=== DATA FOR REVIEW ===
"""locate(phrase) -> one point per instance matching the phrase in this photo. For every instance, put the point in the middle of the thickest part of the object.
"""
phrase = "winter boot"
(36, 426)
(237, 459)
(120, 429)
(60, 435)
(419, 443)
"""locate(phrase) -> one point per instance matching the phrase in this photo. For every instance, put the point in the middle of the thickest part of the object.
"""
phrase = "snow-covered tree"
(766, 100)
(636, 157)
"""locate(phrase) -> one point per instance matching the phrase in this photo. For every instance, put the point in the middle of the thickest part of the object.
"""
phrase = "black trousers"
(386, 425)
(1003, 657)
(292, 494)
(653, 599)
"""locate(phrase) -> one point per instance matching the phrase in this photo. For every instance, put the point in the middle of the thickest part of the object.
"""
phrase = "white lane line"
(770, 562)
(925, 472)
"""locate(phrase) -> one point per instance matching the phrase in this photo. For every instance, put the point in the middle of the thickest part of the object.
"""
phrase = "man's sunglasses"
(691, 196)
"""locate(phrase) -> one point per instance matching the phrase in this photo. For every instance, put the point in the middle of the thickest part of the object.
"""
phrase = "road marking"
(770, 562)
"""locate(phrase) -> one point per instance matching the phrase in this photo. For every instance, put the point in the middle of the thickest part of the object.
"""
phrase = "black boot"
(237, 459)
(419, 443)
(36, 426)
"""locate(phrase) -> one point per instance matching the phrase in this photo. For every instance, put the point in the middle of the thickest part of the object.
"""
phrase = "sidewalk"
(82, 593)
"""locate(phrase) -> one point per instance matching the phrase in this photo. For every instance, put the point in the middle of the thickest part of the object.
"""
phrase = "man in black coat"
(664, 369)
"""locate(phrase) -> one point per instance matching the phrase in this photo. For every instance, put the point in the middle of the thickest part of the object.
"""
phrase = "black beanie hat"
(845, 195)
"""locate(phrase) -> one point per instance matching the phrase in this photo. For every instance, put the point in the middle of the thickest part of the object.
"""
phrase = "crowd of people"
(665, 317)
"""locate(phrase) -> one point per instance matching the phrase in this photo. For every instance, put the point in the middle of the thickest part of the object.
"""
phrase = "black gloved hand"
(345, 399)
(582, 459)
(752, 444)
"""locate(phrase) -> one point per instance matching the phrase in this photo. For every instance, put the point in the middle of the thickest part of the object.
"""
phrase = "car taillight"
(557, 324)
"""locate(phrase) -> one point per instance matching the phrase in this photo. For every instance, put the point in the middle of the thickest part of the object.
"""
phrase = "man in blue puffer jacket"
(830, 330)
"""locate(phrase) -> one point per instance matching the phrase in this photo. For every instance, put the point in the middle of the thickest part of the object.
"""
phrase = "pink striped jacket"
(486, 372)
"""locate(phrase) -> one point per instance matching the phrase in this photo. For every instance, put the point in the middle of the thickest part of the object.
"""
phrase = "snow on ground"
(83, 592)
...
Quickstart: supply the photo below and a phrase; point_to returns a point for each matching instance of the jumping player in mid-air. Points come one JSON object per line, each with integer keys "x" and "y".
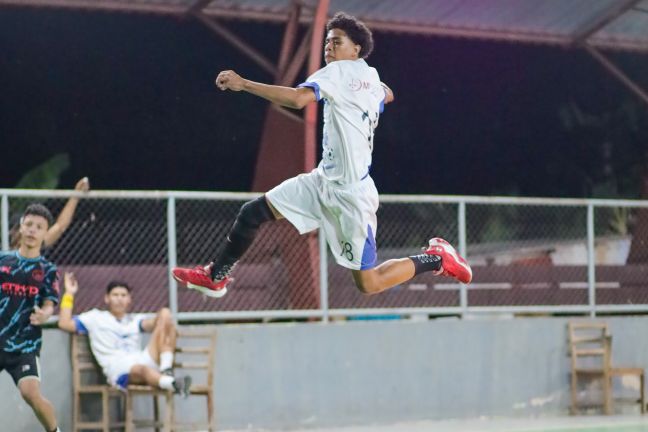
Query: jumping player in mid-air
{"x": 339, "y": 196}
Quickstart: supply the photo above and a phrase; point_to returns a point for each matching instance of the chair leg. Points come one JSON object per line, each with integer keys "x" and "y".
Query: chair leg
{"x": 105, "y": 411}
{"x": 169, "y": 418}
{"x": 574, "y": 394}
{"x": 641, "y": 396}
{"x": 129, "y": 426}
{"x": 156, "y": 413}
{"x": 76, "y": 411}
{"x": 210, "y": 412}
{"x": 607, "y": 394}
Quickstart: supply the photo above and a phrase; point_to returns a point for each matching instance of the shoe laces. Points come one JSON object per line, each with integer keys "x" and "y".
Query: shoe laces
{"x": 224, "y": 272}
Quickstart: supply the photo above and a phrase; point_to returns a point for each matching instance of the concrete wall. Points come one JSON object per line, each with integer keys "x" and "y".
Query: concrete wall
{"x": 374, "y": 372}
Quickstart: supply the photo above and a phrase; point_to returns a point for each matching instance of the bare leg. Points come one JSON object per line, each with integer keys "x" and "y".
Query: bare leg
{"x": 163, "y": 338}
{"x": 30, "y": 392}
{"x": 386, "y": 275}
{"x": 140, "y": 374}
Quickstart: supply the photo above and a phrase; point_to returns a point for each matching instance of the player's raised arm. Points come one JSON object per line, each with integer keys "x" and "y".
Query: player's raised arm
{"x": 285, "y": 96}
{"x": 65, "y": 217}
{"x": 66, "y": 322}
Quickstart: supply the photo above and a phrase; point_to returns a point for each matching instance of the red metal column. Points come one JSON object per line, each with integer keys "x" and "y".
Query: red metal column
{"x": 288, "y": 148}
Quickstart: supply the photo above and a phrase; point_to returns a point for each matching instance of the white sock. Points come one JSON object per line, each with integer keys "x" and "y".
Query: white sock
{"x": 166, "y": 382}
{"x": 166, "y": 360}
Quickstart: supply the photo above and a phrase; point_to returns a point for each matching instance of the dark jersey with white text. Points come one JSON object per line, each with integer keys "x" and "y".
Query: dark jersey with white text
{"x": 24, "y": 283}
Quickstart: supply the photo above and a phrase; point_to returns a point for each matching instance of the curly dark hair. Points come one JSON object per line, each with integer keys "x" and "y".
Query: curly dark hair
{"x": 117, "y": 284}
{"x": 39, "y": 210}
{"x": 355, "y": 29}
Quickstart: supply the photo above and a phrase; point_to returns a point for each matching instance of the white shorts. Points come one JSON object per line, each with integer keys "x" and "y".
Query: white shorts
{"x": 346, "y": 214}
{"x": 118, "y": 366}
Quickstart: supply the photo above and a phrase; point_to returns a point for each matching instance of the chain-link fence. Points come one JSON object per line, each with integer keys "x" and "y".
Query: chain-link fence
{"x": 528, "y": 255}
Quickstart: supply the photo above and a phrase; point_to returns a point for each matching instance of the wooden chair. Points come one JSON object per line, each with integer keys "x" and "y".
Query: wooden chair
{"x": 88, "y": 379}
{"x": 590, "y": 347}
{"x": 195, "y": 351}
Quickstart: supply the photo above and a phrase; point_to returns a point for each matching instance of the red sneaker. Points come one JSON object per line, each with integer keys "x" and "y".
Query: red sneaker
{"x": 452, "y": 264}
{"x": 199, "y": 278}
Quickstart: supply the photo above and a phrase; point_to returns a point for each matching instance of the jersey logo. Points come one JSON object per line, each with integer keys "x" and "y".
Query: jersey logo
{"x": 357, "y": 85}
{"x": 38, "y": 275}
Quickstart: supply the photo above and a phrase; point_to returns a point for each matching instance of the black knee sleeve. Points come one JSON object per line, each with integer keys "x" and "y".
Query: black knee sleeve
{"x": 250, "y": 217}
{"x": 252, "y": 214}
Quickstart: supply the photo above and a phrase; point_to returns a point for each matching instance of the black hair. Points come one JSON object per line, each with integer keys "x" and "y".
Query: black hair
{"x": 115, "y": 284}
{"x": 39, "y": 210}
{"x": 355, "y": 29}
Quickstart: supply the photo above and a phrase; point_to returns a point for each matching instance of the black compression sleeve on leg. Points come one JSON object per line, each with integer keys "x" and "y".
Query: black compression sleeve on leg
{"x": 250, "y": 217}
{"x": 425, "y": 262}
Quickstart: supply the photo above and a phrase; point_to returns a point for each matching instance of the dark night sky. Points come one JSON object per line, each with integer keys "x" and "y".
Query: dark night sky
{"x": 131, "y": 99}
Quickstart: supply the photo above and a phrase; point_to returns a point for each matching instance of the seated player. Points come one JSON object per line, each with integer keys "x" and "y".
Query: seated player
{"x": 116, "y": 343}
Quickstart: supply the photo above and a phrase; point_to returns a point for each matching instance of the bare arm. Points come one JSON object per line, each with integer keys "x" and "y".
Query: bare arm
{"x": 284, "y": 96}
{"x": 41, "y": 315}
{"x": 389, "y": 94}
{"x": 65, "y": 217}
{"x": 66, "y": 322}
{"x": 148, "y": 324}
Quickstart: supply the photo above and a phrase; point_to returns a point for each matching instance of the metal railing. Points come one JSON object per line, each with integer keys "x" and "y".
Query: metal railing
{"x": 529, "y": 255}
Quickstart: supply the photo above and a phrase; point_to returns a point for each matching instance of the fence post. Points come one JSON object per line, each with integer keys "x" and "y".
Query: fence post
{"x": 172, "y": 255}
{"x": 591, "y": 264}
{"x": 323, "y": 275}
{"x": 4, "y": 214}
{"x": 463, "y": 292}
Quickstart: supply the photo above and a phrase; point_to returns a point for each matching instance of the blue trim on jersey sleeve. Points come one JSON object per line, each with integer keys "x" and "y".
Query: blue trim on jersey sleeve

=== PROBLEM TO SOLVE ===
Set out every line from the material that contains the string "trim".

=== TASK RESPONSE ===
Quickstart: supply the photo above and a phrase; point_to returns a point for each matching instance of the blue trim on jersey sleeve. Points come one JSON object per line, each with integer keys "x" and "y".
Query: blue trim on jersey sleeve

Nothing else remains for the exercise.